Task material ::
=== Section Start ===

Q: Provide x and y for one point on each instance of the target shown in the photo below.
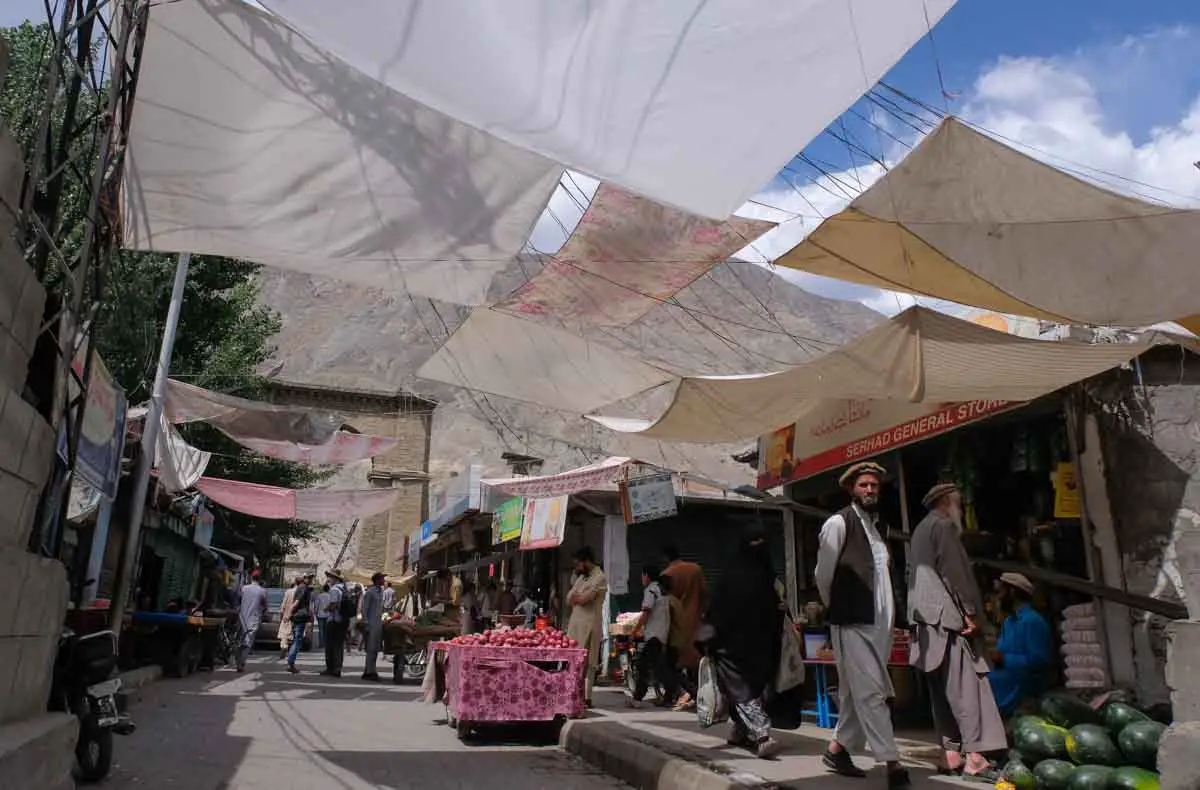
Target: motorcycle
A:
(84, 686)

=== Section End ===
=== Section Start ===

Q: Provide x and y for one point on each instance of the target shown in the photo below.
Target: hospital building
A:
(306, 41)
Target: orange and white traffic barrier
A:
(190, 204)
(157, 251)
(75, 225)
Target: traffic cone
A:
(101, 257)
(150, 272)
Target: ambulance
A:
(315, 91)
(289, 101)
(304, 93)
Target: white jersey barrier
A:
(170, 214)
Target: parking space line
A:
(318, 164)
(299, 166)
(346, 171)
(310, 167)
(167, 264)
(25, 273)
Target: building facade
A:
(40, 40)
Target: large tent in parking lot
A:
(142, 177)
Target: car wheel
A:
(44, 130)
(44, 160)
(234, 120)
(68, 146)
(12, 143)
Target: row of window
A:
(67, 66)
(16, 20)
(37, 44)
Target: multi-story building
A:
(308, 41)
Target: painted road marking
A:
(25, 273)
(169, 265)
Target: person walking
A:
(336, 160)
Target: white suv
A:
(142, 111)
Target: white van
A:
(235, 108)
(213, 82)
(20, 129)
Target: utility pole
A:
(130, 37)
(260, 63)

=== Section End ===

Go through the lines above and copy any that contain "parking".

Target: parking space line
Target: large tent in parking lot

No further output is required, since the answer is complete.